[Start The records]

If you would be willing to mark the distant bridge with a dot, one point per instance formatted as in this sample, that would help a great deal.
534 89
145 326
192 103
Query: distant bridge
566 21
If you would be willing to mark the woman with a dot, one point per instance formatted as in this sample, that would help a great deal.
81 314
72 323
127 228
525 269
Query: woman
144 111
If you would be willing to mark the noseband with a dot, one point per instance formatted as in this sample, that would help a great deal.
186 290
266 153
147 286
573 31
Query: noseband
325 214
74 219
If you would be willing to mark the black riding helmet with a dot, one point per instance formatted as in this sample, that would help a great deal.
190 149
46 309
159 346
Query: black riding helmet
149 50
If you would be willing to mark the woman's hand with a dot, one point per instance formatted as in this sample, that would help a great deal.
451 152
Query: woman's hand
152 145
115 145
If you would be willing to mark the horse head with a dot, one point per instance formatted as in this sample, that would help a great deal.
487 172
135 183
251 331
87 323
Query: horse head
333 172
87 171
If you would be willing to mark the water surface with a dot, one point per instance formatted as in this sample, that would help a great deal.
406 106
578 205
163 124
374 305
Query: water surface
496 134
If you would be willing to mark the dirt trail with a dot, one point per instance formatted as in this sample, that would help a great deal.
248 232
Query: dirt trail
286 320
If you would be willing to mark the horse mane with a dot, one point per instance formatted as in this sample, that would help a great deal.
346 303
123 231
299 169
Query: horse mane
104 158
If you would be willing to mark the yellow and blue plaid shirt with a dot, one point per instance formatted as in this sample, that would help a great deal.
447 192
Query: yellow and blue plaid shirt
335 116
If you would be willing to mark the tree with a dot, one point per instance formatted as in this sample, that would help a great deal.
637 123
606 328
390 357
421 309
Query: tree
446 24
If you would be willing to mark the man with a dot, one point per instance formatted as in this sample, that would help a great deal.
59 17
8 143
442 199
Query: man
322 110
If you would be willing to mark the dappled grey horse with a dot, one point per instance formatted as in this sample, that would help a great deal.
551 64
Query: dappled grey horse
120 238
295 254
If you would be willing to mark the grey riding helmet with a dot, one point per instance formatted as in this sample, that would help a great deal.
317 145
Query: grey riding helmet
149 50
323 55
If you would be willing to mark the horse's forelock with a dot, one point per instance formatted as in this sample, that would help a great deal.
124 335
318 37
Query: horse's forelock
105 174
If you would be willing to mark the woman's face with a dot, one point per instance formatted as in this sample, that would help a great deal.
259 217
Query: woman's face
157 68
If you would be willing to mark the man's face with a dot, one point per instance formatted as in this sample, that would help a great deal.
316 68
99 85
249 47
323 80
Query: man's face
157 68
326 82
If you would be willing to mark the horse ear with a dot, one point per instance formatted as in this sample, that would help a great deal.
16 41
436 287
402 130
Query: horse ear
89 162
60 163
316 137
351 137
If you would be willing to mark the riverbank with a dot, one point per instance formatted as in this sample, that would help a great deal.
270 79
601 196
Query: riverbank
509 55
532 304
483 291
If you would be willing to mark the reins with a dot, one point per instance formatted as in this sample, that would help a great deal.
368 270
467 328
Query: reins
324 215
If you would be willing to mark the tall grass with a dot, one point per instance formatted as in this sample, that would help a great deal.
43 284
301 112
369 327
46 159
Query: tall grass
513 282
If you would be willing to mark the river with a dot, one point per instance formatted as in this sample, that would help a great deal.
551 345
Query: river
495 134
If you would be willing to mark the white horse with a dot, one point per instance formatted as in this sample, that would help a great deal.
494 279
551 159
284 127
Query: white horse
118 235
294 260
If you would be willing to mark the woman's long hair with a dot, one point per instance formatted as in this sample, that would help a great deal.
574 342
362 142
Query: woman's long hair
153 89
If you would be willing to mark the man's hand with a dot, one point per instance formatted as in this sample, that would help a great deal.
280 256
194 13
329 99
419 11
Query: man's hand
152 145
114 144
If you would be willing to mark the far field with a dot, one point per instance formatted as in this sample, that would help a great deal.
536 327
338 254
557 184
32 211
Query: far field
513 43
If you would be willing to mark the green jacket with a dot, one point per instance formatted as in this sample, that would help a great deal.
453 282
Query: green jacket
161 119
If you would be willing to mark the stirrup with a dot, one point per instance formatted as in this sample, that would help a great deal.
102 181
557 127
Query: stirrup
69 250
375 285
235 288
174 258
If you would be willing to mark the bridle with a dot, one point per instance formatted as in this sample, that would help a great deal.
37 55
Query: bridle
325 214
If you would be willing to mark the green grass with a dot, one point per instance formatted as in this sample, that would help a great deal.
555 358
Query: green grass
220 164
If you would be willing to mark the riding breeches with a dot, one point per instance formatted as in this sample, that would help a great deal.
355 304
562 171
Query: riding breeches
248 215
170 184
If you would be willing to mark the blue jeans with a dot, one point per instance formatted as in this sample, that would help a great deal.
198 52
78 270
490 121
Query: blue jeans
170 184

[End The records]

» The exercise
Your task is to give the records above again, exactly.

» Exercise result
If you would be willing to mark the distant bridge with a dot, one point per instance formatted as in this sample, that would help a great deal.
534 89
145 326
192 103
Query: distant bridge
566 21
If you would be willing to mark the woman with a dot, one point per instance formatted as in this sample, that would help a great deal.
81 314
72 323
127 228
525 269
Query: woman
144 111
If you would be willing to mark the noseband with a dot, one point per instance formatted as in this sample, that would help a great deal.
186 290
266 153
147 286
573 31
Query: noseband
325 214
74 219
If you would be willing to mark the black riding helmet with a dot, one point per instance formatted as in this sample, that would help a great deal.
190 149
46 309
159 346
Query: black riding helmet
149 50
If you would be willing to mark the woman's hand with a dot, one point per instance formatted as in this sample, that would help a great deal.
451 152
Query: woman's hand
152 145
115 145
If you would be willing to mark the horse head with a dot, one point per instance formatted as in this sample, that would help a great deal.
487 172
135 183
251 331
87 323
Query: horse head
333 172
87 171
If you would be willing to mark the water surface with a dot, one point per instance formatted as in this sample, that would help a great deal.
406 106
578 205
163 124
374 305
Query: water surface
496 134
If you would be willing to mark the dirt trail with a dot, one point per instance formatted as in this sample, that would help a great deal.
248 232
Query: dirt trail
286 320
If you would be willing to mark the horse mane with a dot, one point per instance formatted as in this sample, that would help a great deal.
346 303
123 231
299 169
Query: horse mane
104 158
If you would be willing to mark the yellow and blue plaid shirt with a dot, one point per instance formatted as in this sample, that would help a great deal.
447 192
Query: yellow and blue plaid shirt
335 116
If you would be willing to mark the tree with a dot, one point per instance formatted as in this sample, that would help a great deal.
637 123
606 328
390 357
421 309
Query: tree
446 24
If you would be willing to mark the man with a dot, one point per instance formatted as in this sample, that would help a great deal.
59 17
8 143
442 199
Query: man
322 110
If you would be willing to mark the dappled grey horse with a dot, one point per instance formatted as in this sample, that would help a great deal.
551 64
Query: dappled grey horse
120 238
295 254
If you would be willing to mark the grey riding helmet with a dot, one point per instance formatted as in this sample, that would help a great deal.
317 145
Query: grey riding helmet
149 50
323 55
If you would be willing to mark the horse's forelock with a dot, one point per instance formatted as in this sample, that would help a great deal.
124 335
318 37
Query: horse's forelock
105 174
If you would be willing to mark the woman's face with a dot, one point per instance formatted as in this sample, that would help a great deal.
259 217
Query: woman's face
157 68
If you would be willing to mark the man's face with a dot, one point per instance formatted as in this sample, that would help a great deal.
316 68
99 85
249 47
323 80
Query: man's face
157 68
326 82
If you would be willing to mark the horse ear with a dot, one point per instance formatted as in this sample, that would help a great deal.
16 41
436 287
402 130
Query: horse ear
89 162
60 163
316 137
351 137
If you would be willing to mark the riverbank with a dot, one point per instance formatted as in this sample, that would help a great deal.
270 79
601 196
Query: riverbank
509 55
532 304
483 291
If you would be willing to mark the reins with a dot, one point per instance formatted as in this sample, that would help a great deal.
368 270
467 328
Query: reins
324 215
If you would be willing to mark the tall grass with a dot, one point per instance formatted as in this sample, that would help a great deal.
43 284
301 112
369 327
46 159
Query: tall grass
513 282
If you would be willing to mark the river with a dot, one point per instance formatted as in this sample, that would help a great deal.
551 345
Query: river
495 134
If you would be willing to mark the white horse with a dot, one point per instance formatted as in this sample, that would help a great deal.
494 279
551 159
284 127
Query: white horse
118 235
294 260
If you would be willing to mark the woman's long hair with a dot, one point per instance formatted as in this sample, that would help a great deal.
574 342
362 142
Query: woman's long hair
153 89
If you would be willing to mark the man's hand with a dot, one point per instance formatted as in this sample, that would help a great deal.
280 256
194 13
329 99
419 11
Query: man's hand
152 145
114 144
If you would be willing to mark the far field with a dot, one point per instance formatted as in this sample, that would help a great deal.
536 327
338 254
557 184
32 211
Query: far field
513 43
If you would be willing to mark the green jacket with a dot, one point per instance formatted as in this sample, that would help a great deal.
453 282
Query: green jacket
161 119
If you would be willing to mark the stirrup with a dot, one point per instance formatted as in this sample, that would help a great deal.
102 181
557 127
Query: stirrup
69 250
375 285
235 288
174 258
If you would be willing to mark the bridle with a dot, one point per instance formatted as in this sample, that would help a great deal.
37 55
Query: bridle
325 214
If you would be willing to mark the green grass with a dot, one point per instance formatted as in this sample, that would help a great deal.
555 358
Query: green grass
220 164
If you would be willing to mark the riding breeches with a dot, one point per instance formatted as in this sample, that would help a great deal.
355 304
562 171
Query: riding breeches
248 215
170 184
If you would be willing to mark the blue jeans with a dot, one point per instance formatted as in this sample, that would help a great deal.
198 52
78 270
490 121
Query: blue jeans
170 184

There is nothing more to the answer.